* INSTRUCTION
Reproduce word for word everything in the records below, from the line containing "The resolver MUST return, for each instance of the cloud" down to the end of the records.

--- BEGIN ---

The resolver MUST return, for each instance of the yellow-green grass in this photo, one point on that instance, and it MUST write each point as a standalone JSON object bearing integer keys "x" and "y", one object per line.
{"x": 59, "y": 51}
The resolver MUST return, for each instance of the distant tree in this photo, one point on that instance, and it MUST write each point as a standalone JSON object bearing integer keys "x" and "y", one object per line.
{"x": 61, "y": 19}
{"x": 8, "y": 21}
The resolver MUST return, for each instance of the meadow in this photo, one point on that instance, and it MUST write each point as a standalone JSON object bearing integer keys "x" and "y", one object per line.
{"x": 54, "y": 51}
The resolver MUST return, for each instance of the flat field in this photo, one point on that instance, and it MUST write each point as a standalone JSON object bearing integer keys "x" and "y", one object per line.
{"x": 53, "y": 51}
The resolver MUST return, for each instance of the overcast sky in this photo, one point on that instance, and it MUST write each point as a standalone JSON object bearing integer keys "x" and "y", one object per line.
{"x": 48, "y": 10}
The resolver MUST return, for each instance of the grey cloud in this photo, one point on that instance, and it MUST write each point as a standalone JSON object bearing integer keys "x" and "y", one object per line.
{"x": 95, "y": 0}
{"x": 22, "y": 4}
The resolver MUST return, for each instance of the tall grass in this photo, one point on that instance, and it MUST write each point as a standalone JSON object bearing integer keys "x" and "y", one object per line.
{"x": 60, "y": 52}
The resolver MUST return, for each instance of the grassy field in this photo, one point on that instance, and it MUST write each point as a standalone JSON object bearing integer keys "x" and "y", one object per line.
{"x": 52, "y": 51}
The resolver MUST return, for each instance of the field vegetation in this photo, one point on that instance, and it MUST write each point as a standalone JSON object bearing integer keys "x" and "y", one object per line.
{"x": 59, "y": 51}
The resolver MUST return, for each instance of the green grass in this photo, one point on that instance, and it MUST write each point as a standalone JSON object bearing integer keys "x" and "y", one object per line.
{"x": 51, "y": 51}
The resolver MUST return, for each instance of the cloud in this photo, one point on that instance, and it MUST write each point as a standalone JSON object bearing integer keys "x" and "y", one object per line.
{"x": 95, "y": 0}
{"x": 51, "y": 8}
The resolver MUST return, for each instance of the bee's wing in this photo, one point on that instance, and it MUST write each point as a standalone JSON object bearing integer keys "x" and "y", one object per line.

--- END ---

* TASK SOLUTION
The resolver MUST return, for each instance of the cloud in this photo, one point on that instance, and it MUST write each point as a standalone JSON object bearing integer keys "x" and "y", one object per line.
{"x": 95, "y": 0}
{"x": 51, "y": 8}
The resolver MUST return, for each instance of the bee's wing in this photo, one point on that instance, and it MUST write each point as a standalone JSON object bearing integer keys "x" and "y", one object per line.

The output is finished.